Work instructions:
In the article on the public-health state, who is named as the new Minister of State for Public Health?

Published in The National Post, January 9, 2004, p. A11.

 

Warning: The Public-Health State Can Kill You
by
Pierre Lemieux

 

Dr. Carolyn Bennett, the new Minister of State for Public Health, wants her state to help people stay healthy. The creation of a new Public Health Cabinet position is very significant -- not of something new, but of the recognition of a form of government that we can call the Public-Health State.

In his book Seeing Like a State, anthropologist James Scott argues that the 19th-century idea that the central purposes of the state was the improvement of all members of society -- their wealth, skills and education, longevity, productivity, morals, and family life, provided the foundation for social engineering. Peddling his ideal city, where "mankind will be reborn," French architect Le Corbusier wrote, "Authority must now step in, patriarchal authority, the authority of father over his children." The public-health state is the continuation of these dreams, albeit with a softer, more matriarchal -- maternalistic, shall we say -- figure.

There is a corpus of economic theories, and some evidence, suggesting that the paternalistic, benevolent, public-health state can be much more dangerous than egoistic state rulers. In their Power to Tax, James Buchanan (1986 Nobel laureate in economics) and Jeffrey Brennan write about constraints imposed on state power: "Such constraints become much less effective, and may well be evaded, if the motive force behind governmental action is 'do-goodism.' The licentious sinners we can control; the saintly ascetics may destroy us."

When the state favours some of its subjects, it is always (or nearly always, some economists would prefer to say) at the expense of others. Whose health will the public-health state take care of?

How many obese people will suffer anguish or depression because of Health Canada's attack on their self images? How many smokers have been scared into sexual impotency by Health Canada's antismoking propaganda (the limp cigarette image)? How many hunters decide not to see a doctor for depression or related problems because they have to declare such problems to the state every five years if they hope -- and it would be only a hope -- to keep their hunting guns? How many individuals have suffered depressions or physical ailments caused by stress, or even perhaps committed suicide, because of financial problems caused by the outrageous taxes necessary to finance all this? Don't ask public health bureaucrats to answer such questions, or even to inquire into them: They are not interested.

Data records:
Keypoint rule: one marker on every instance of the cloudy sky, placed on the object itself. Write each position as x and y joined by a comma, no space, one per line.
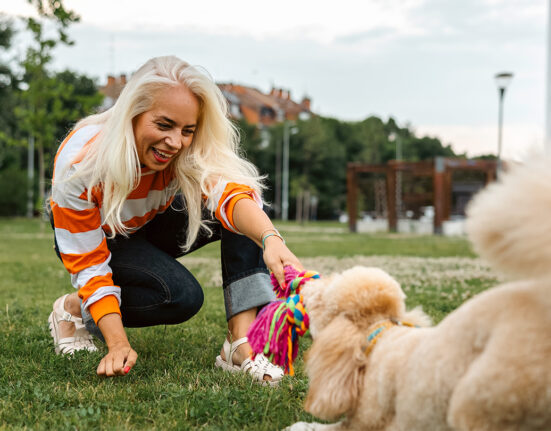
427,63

==

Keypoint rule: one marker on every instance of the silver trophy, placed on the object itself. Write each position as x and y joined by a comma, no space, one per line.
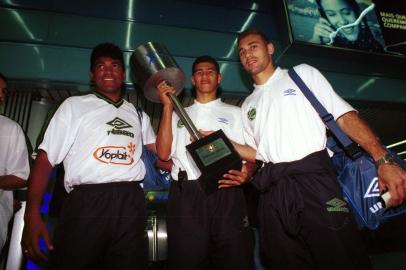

Solution for this exercise:
Dr. Carolyn Bennett